We made our work open-source for the public benefit. We were giving it to everyone. For free.

With this, anyone can easily create and use this framework according to their own particular needs.

It is the right thing to do, and it is what is required for businesses, governments, and society to progress.

Why did we do this? In a nutshell: To help the research community.

After all, a rising tide lifts all boats ⛵️; wrong!?

Now I wake up in the morning and see that my powerful baby is used in missile guidance and defense, and it makes me feel very weird. I am proud of my invention, but at the same time, this is a very powerful AI tool, extremely powerful, and with power comes responsibility, which you may not always find in defense tech. Was Einstein responsible for Hiroshima and Nagasaki? How did he react when he saw that in the news? Or some might say it was a defensible act.

I realize that the next defense tools, driven by AI, can be both effective and dangerous. I anticipate that the Chinese will soon have those capabilities, using BEL/BINN in their weaponry. What I do not see is a definite invitation from the US government to ask for our help. We are busy building our AI tools, but we are ready to help if the country requires our service. But without this, we will be a Godzilla confronting small agile smart creatures, a horde of hundreds, or even thousands of them, and it is not a desirable situation for us, in the land of freedom.

In short, I do not want to see my tech being used for wars, but if it is going to be used for wars, it has to be used by us, not our foes, and hopefully, the US government welcomes the AI community with open arms.

= = =

**Jobs**
**1)** Please set down the passage on open-sourced AI from "We made our" to "own particular needs.".
**2)** For each statement below, say yes or no as to whether it agrees with the passage on open-sourced AI, and quote the words that decide it. (a) The work was made available at no cost. (b) The US government has definitely invited the authors to help. (c) The writer wants to see the tech used for wars.

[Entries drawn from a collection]
= = =

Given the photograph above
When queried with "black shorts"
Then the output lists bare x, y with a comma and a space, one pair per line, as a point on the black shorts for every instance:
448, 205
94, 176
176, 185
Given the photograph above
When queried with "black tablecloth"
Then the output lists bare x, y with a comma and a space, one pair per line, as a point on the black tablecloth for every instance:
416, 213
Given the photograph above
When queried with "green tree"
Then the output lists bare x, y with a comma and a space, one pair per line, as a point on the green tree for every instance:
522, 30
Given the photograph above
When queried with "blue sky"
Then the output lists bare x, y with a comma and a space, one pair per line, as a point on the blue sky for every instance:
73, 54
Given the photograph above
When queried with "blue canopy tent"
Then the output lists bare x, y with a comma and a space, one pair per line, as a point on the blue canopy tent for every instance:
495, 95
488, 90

= = =

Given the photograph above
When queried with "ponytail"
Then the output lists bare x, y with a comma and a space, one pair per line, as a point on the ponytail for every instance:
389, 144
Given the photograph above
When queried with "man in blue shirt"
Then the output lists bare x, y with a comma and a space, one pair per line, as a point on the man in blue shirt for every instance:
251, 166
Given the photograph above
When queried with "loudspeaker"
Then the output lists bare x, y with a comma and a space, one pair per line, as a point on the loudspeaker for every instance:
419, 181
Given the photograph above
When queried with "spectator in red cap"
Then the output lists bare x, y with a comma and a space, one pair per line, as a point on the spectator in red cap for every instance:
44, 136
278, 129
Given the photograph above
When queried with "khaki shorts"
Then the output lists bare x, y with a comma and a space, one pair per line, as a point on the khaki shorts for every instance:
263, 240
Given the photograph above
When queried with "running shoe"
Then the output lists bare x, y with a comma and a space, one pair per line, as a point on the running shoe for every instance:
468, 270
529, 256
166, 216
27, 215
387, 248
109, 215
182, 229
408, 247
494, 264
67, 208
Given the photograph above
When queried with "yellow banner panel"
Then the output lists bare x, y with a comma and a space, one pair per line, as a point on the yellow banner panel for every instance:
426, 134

= = =

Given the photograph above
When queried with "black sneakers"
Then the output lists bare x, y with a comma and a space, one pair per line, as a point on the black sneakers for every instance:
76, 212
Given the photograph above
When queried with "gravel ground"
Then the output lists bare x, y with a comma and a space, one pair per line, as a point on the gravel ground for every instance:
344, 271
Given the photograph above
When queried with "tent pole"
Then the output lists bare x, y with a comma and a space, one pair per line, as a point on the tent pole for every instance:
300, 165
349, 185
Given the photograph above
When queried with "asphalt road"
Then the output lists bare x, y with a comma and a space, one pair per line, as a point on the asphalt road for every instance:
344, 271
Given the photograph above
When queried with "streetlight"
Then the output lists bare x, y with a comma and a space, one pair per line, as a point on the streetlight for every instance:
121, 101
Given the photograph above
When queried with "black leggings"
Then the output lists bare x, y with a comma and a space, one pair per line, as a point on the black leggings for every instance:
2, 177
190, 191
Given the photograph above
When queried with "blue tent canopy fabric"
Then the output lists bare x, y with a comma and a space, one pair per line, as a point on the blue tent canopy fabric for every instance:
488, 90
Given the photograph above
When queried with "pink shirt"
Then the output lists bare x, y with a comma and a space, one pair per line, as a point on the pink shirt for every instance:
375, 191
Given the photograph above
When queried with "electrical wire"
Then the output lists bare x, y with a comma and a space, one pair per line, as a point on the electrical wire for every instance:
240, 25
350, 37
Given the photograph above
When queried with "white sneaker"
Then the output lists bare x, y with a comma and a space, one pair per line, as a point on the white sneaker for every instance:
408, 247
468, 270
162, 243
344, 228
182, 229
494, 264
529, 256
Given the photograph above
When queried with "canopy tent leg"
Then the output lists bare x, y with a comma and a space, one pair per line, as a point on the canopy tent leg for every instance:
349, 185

= = =

**Exercise responses**
**1)**
We made our work open-source for the public benefit. We were giving it to everyone. For free.

With this, anyone can easily create and use this framework according to their own particular needs.

**2)**
(a) Yes: "We were giving it to everyone. For free."
(b) No: "What I do not see is a definite invitation from the US government to ask for our help."
(c) No: "I do not want to see my tech being used for wars"